BEGIN
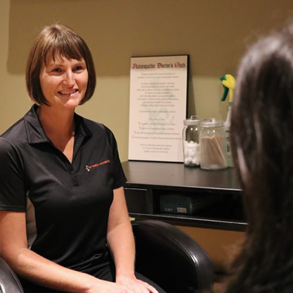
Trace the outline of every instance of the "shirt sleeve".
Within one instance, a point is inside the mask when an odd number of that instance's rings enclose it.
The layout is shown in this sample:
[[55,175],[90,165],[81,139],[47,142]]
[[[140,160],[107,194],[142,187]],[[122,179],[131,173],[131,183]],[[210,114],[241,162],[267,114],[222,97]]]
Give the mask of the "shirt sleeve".
[[0,137],[0,210],[26,211],[23,164],[17,148]]
[[122,165],[120,161],[119,154],[118,152],[117,143],[113,133],[107,128],[108,137],[112,150],[112,168],[113,175],[113,189],[119,188],[126,183],[126,177],[125,176]]

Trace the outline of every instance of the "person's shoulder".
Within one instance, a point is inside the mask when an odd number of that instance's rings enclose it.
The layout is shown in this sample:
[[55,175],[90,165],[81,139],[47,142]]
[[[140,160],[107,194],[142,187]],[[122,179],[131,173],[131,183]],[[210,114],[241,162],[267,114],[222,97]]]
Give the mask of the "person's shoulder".
[[112,131],[100,122],[94,121],[93,120],[79,116],[79,119],[82,123],[83,127],[88,128],[92,135],[112,134]]
[[26,130],[23,117],[10,126],[0,138],[5,139],[12,143],[21,143],[26,138]]

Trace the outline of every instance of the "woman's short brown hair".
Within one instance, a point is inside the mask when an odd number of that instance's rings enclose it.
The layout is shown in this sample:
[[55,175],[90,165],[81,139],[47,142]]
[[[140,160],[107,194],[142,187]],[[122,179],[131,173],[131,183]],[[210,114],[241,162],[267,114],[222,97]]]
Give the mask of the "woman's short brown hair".
[[94,94],[96,87],[96,72],[92,54],[83,39],[73,30],[60,24],[46,26],[33,43],[26,65],[26,87],[32,100],[39,105],[49,105],[41,88],[39,74],[49,54],[54,60],[57,54],[61,57],[85,61],[88,72],[88,88],[81,101],[83,104]]

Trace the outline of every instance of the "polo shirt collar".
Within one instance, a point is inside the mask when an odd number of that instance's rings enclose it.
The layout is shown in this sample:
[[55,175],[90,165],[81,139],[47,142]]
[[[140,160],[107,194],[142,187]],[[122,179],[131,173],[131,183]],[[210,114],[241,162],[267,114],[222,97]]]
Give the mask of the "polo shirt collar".
[[[37,114],[38,108],[37,105],[32,105],[30,110],[24,117],[28,143],[41,143],[50,141]],[[83,138],[92,137],[91,131],[83,123],[83,117],[74,113],[74,121],[76,134]]]

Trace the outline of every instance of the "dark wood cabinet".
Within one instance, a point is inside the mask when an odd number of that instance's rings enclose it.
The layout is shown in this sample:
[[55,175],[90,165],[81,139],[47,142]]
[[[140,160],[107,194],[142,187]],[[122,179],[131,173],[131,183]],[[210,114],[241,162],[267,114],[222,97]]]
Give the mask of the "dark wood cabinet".
[[242,191],[234,168],[207,171],[179,163],[147,161],[126,161],[122,166],[130,216],[180,225],[245,229]]

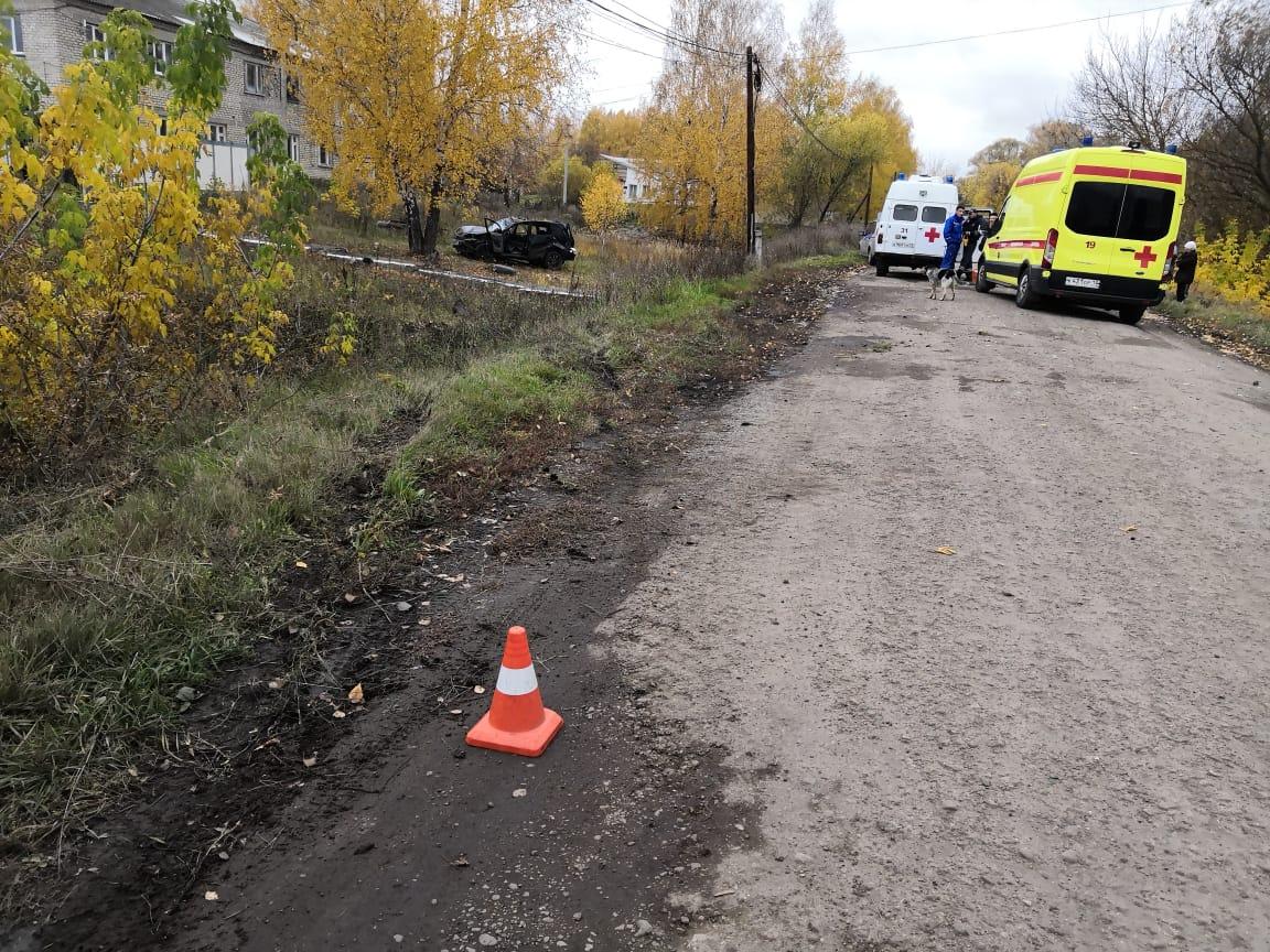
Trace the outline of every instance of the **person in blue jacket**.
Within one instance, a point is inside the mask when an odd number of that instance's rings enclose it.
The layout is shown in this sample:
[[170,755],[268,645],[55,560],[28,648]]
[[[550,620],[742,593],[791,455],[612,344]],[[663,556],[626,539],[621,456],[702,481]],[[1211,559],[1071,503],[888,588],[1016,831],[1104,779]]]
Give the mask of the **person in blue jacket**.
END
Aim →
Render every line of the records above as a numbered list, omitting blank lines and leaving out the pictures.

Problem solution →
1. Trace the outline of every instance of the "shirt sleeve".
2. Within one instance, a point is inside the mask when an odd number of that instance's rings enclose it.
3. The layout is shown in this sample:
4. [[55,175],[90,165],[81,139],[47,142]]
5. [[[140,160],[107,194],[142,187]],[[122,179],[131,173],[131,183]],[[210,114],[241,162],[267,114],[222,97]]]
6. Give the mask of the "shirt sleeve".
7. [[0,137],[0,210],[26,211],[23,164],[17,148]]
8. [[122,165],[120,161],[119,154],[118,152],[117,143],[113,133],[107,128],[108,137],[112,150],[112,168],[113,175],[113,189],[119,188],[126,183],[126,177],[125,176]]
9. Trace the outline of every instance of the "person's shoulder".
10. Within one instance, a point is inside the mask when an odd number of that instance's rings enclose it.
11. The layout is shown in this sample:
12. [[55,175],[90,165],[81,139],[47,142]]
13. [[[140,160],[107,194],[142,187]],[[122,179],[131,173],[131,183]],[[210,114],[241,162],[267,114],[222,97]]]
14. Give the mask of the "person's shoulder".
15. [[112,131],[100,122],[94,121],[93,120],[79,116],[79,119],[82,123],[83,127],[88,128],[92,135],[112,134]]
16. [[26,130],[23,117],[10,126],[0,138],[5,139],[12,143],[21,143],[26,138]]
17. Trace the outline of every instance of the "woman's short brown hair".
18. Within one instance, a point is inside the mask when an odd number of that instance's rings enclose it.
19. The layout is shown in this sample:
20. [[55,175],[90,165],[81,139],[47,142]]
21. [[[140,160],[107,194],[142,187]],[[122,179],[131,173],[131,183]],[[210,114],[241,162],[267,114],[222,97]]]
22. Give the mask of the "woman's short brown hair".
23. [[94,94],[96,87],[96,72],[92,54],[83,39],[73,30],[60,24],[46,26],[33,43],[26,65],[26,87],[32,100],[39,105],[49,105],[41,88],[39,74],[49,54],[54,60],[57,54],[61,57],[85,61],[88,72],[88,88],[81,101],[83,104]]
24. Trace the outline of every instance of the "polo shirt collar".
25. Within one instance, a point is inside the mask when an odd number of that instance's rings enclose it.
26. The layout is shown in this sample:
27. [[55,175],[90,165],[81,139],[47,142]]
28. [[[140,160],[107,194],[142,187]],[[122,179],[131,173],[131,183]],[[210,114],[241,162],[267,114],[222,97]]]
29. Give the mask of the "polo shirt collar".
30. [[[37,114],[38,108],[37,105],[32,105],[30,110],[24,117],[28,143],[41,143],[50,141]],[[83,138],[92,137],[91,131],[83,123],[83,117],[74,113],[74,121],[76,134]]]
31. Trace the outline of every instance of the "dark wood cabinet".
32. Within one instance, a point is inside the mask when an odd number of that instance's rings enclose it.
33. The layout is shown in this sample:
34. [[55,175],[90,165],[81,139],[47,142]]
35. [[[140,160],[107,194],[142,187]],[[122,179],[131,173],[131,183]],[[210,114],[241,162],[267,114],[222,97]]]
36. Give the mask of the "dark wood cabinet".
37. [[242,191],[234,168],[207,171],[179,163],[147,161],[126,161],[122,166],[130,216],[180,225],[245,229]]
38. Trace the outline of every instance of the **person in blue jacket**.
39. Within one instance, a point is inside the mask when an odd number of that instance's rings enclose it.
40. The layout is shown in this sample:
41. [[170,755],[268,645],[55,560],[28,648]]
42. [[[550,620],[742,593],[791,455],[612,344]],[[663,556],[626,539],[621,456],[702,481]],[[1211,559],[1071,503],[888,588],[1016,831],[1104,779]]]
43. Give the mask of the **person in blue jacket**.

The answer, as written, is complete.